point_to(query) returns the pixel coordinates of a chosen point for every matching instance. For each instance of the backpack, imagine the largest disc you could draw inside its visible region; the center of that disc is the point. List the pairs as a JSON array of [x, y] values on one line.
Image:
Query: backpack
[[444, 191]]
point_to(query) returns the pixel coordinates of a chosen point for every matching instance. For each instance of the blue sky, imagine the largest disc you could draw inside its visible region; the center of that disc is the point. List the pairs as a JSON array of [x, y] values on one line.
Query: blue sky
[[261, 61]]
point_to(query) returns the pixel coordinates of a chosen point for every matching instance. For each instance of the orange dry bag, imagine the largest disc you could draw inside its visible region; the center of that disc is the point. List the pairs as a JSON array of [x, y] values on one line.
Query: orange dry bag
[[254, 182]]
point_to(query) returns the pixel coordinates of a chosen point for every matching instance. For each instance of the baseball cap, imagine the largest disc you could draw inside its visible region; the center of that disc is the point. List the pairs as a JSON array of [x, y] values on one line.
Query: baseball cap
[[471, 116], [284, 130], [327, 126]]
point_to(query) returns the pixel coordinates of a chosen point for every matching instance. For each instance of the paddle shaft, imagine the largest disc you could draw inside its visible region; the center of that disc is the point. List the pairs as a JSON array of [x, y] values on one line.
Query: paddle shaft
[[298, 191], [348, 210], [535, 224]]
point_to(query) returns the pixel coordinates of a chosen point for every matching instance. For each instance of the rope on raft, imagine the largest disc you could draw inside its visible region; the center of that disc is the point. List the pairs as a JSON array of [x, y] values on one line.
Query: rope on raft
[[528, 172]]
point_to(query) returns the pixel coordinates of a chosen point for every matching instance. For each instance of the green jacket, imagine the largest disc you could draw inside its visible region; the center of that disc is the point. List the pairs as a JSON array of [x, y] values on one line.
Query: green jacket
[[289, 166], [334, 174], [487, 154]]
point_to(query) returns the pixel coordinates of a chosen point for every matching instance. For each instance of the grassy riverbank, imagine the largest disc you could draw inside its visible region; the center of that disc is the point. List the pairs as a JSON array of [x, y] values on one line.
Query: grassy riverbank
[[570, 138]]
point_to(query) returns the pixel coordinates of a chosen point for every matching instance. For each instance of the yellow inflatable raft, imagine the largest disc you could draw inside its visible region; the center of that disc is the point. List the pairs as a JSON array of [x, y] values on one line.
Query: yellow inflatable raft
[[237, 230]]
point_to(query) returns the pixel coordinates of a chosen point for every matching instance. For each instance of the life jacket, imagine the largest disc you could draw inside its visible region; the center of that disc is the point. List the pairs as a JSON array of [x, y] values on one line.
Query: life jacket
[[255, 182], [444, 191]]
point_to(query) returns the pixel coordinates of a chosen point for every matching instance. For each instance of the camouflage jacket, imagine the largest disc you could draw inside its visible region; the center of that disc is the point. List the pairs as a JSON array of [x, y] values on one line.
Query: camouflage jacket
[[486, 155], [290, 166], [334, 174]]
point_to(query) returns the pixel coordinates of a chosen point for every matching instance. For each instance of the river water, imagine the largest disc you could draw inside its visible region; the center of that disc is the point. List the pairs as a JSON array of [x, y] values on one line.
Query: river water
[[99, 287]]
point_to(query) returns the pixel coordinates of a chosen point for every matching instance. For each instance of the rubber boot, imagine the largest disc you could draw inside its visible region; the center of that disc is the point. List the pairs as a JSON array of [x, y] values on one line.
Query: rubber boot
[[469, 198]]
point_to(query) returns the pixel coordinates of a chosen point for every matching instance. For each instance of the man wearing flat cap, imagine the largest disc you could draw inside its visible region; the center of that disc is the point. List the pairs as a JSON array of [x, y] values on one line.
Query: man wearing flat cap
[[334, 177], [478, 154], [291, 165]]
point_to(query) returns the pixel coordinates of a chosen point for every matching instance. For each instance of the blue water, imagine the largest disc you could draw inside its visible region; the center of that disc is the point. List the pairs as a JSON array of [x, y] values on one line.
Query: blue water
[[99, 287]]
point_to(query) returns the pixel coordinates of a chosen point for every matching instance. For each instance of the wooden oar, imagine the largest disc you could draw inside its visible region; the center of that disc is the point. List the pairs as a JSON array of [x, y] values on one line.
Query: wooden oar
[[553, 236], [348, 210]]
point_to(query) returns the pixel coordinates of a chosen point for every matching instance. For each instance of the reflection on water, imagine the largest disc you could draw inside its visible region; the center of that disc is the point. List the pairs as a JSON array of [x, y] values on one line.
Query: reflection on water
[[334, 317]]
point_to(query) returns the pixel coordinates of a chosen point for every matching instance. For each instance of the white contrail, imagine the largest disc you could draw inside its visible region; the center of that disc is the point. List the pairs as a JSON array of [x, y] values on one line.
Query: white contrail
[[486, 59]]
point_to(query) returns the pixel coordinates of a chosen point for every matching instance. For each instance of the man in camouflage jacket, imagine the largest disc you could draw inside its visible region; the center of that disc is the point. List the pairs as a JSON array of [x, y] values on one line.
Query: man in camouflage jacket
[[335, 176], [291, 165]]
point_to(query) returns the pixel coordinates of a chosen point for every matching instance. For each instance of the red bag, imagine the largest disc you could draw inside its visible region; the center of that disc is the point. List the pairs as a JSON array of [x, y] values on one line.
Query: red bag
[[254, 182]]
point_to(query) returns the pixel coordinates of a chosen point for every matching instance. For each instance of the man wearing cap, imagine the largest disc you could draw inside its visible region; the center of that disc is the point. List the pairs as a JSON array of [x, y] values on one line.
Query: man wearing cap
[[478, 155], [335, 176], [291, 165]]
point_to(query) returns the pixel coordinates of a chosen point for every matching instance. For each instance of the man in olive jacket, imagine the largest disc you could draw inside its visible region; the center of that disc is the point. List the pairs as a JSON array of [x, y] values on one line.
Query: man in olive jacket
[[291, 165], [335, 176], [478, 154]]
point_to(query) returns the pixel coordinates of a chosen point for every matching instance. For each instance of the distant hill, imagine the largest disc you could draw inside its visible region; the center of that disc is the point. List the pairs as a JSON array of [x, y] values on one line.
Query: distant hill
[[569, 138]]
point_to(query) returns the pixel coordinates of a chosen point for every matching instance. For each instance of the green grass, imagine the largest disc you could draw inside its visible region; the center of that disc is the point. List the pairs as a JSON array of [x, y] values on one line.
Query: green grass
•••
▶ [WRITTEN PROBLEM]: Rewrite all of the material above as a JSON list of strings, with one string per line and any blank lines left out.

▶ [RESPONSE TO THIS TASK]:
[
  "point_to(query) returns the pixel coordinates of a chosen point for every matching instance. For each instance of the backpack, imagine the largest disc you could draw inside its visible region; the center of that disc is the point. List the pairs as a JSON array of [x, y] values on one line.",
  "Image:",
  "Query: backpack",
  "[[444, 191]]",
  "point_to(query) returns the pixel coordinates of a chosen point for every matching instance. For each instance of the blue sky, imagine the largest disc you could draw inside its visible region; the center of that disc is the point. List the pairs as a JSON array of [x, y] values on one line.",
  "Query: blue sky",
  "[[261, 61]]",
  "point_to(query) returns the pixel coordinates of a chosen point for every matching instance. For each instance of the orange dry bag, imagine the largest disc you could draw inside its visible region; the center of that disc is the point. List the pairs as a JSON array of [x, y] values on one line.",
  "Query: orange dry bag",
  "[[254, 182]]",
  "point_to(query) returns the pixel coordinates of a chosen point for every matching instance. For each instance of the baseball cap, imagine the largest disc you could draw inside its visible region; the center of that disc is the point. List the pairs as a JSON array of [x, y] values on one line.",
  "Query: baseball cap",
  "[[471, 116], [284, 130], [327, 126]]",
  "point_to(query) returns the pixel coordinates of a chosen point for every matching instance. For each instance of the paddle shaft, imagine the largest disc you could draw inside its visible region; the center of that disc is the point. List the pairs as a JSON array of [x, y] values on one line.",
  "Query: paddle shaft",
  "[[298, 191], [348, 210], [535, 224]]",
  "point_to(query) returns the pixel coordinates of a chosen point for every matching instance. For each instance of the rope on raft, imagine the largest disc you could draw inside its visible region; the center of that disc is the point. List the pairs as a JSON array of [x, y] values on one line.",
  "Query: rope on raft",
  "[[528, 172]]",
  "point_to(query) returns the pixel coordinates of a chosen point for every matching instance. For each instance of the green jacket, imagine the largest disc you could draw inside its visible region; the center of that disc is the point. List the pairs as a JSON array of [x, y] values on one line.",
  "Query: green jacket",
  "[[289, 166], [334, 174], [487, 154]]",
  "point_to(query) returns the pixel coordinates of a chosen point for every matching instance. For each instance of the grassy riverbank, imagine the largest disc you could draw inside its visible region; the center of that disc is the point. List the pairs as a JSON array of [x, y] values on one line.",
  "Query: grassy riverbank",
  "[[570, 138]]",
  "point_to(query) returns the pixel coordinates of a chosen point for every matching instance. For each instance of the yellow inflatable raft, imagine the largest disc you could draw inside its visible region; the center of that disc is the point. List the pairs as a JSON array of [x, y] values on one line.",
  "Query: yellow inflatable raft",
  "[[237, 230]]",
  "point_to(query) returns the pixel coordinates of a chosen point for every matching instance. For each instance of the life jacket, imagine the largest disc you could draw inside its visible region; the center of that disc is the point. List the pairs as a JSON array of [x, y] values on one line.",
  "Query: life jacket",
  "[[255, 182], [444, 191]]",
  "point_to(query) returns the pixel coordinates of a chosen point for every matching instance. For each instance of the camouflage jacket, imagine the largest disc you could draw inside its visible region; the center of that disc is the point. List the pairs as a JSON array of [x, y] values on one line.",
  "Query: camouflage jacket",
  "[[486, 155], [290, 166], [334, 174]]",
  "point_to(query) returns the pixel coordinates of a chosen point for every matching instance. For each instance of the river water, imagine the largest disc you could draw inside its visible region; the center of that disc is the point. List the pairs as a JSON array of [x, y] values on one line.",
  "Query: river water",
  "[[99, 287]]",
  "point_to(query) returns the pixel coordinates of a chosen point for every matching instance. For each instance of the rubber boot, imagine the largest disc you could draw inside its visible region; the center of that disc is the point. List the pairs as a JSON array of [x, y] values on one line.",
  "Query: rubber boot",
  "[[469, 198]]",
  "point_to(query) returns the pixel coordinates of a chosen point for every matching instance. For each instance of the man wearing flat cap, imagine the largest disc you could draw inside its visible region; the center of that disc is the point. List the pairs as a JSON array of [x, y] values on one line.",
  "Query: man wearing flat cap",
  "[[334, 177], [478, 154], [291, 165]]",
  "point_to(query) returns the pixel coordinates of a chosen point for every matching instance. For each instance of the blue water, imagine the largest disc you could draw inside its visible region; the center of that disc is the point. List the pairs as a JSON array of [x, y] values on one line.",
  "Query: blue water",
  "[[99, 287]]",
  "point_to(query) returns the pixel coordinates of a chosen point for every matching instance. For each instance of the wooden oar, imagine the largest disc you could draw inside its visible region; the center of that disc is the point. List the pairs as a JSON array of [x, y] values on one line.",
  "Query: wooden oar",
  "[[553, 236], [348, 210]]",
  "point_to(query) returns the pixel coordinates of a chosen point for every matching instance. For each instance of the reflection on water, imagine the largest disc you could draw inside its visible region; the center of that disc is the point. List the pairs as a JSON array of [x, y] values on one line.",
  "Query: reflection on water",
  "[[334, 317]]",
  "point_to(query) returns the pixel coordinates of a chosen point for every matching instance. For each instance of the white contrail, imagine the largest disc you could draw inside its visible region; the center of that disc is the point. List the pairs as a JSON array of [x, y] values on one line.",
  "Query: white contrail",
  "[[486, 59]]",
  "point_to(query) returns the pixel coordinates of a chosen point for every matching instance. For each instance of the man in camouflage jacket, imagine the largest disc you could draw inside its visible region; the center of that disc is the point. List the pairs as a JSON array of [x, y] values on one line.",
  "Query: man in camouflage jacket",
  "[[335, 176], [291, 165]]",
  "point_to(query) returns the pixel coordinates of a chosen point for every matching instance. For each instance of the red bag, imagine the largest disc you could draw inside its visible region; the center of that disc is the point. List the pairs as a JSON array of [x, y] values on one line.",
  "Query: red bag",
  "[[254, 182]]",
  "point_to(query) returns the pixel coordinates of a chosen point for every matching instance. For each instance of the man wearing cap, imagine the largest disc you could draw inside its visible region; the center of that disc is the point. List the pairs as a JSON array of [x, y] values on one line.",
  "Query: man wearing cap",
  "[[478, 155], [335, 176], [291, 165]]",
  "point_to(query) returns the pixel coordinates of a chosen point for every matching instance. For each instance of the man in olive jacket, imagine the largest disc you could draw inside its visible region; the center of that disc is the point. List the pairs as a JSON array of [x, y] values on one line.",
  "Query: man in olive jacket",
  "[[291, 165], [335, 176], [478, 154]]",
  "point_to(query) returns the pixel coordinates of a chosen point for every matching instance. For each instance of the distant hill, imagine the largest disc you could draw inside its visible region; the center of that disc is the point. List the pairs as a JSON array of [x, y] values on one line.",
  "Query: distant hill",
  "[[569, 138]]",
  "point_to(query) returns the pixel coordinates of a chosen point for every matching instance. For each instance of the green grass, imagine the largest disc you could draw inside its visible region; the center of that disc is the point. List the pairs as a JSON array of [x, y] values on one line.",
  "Query: green grass"
]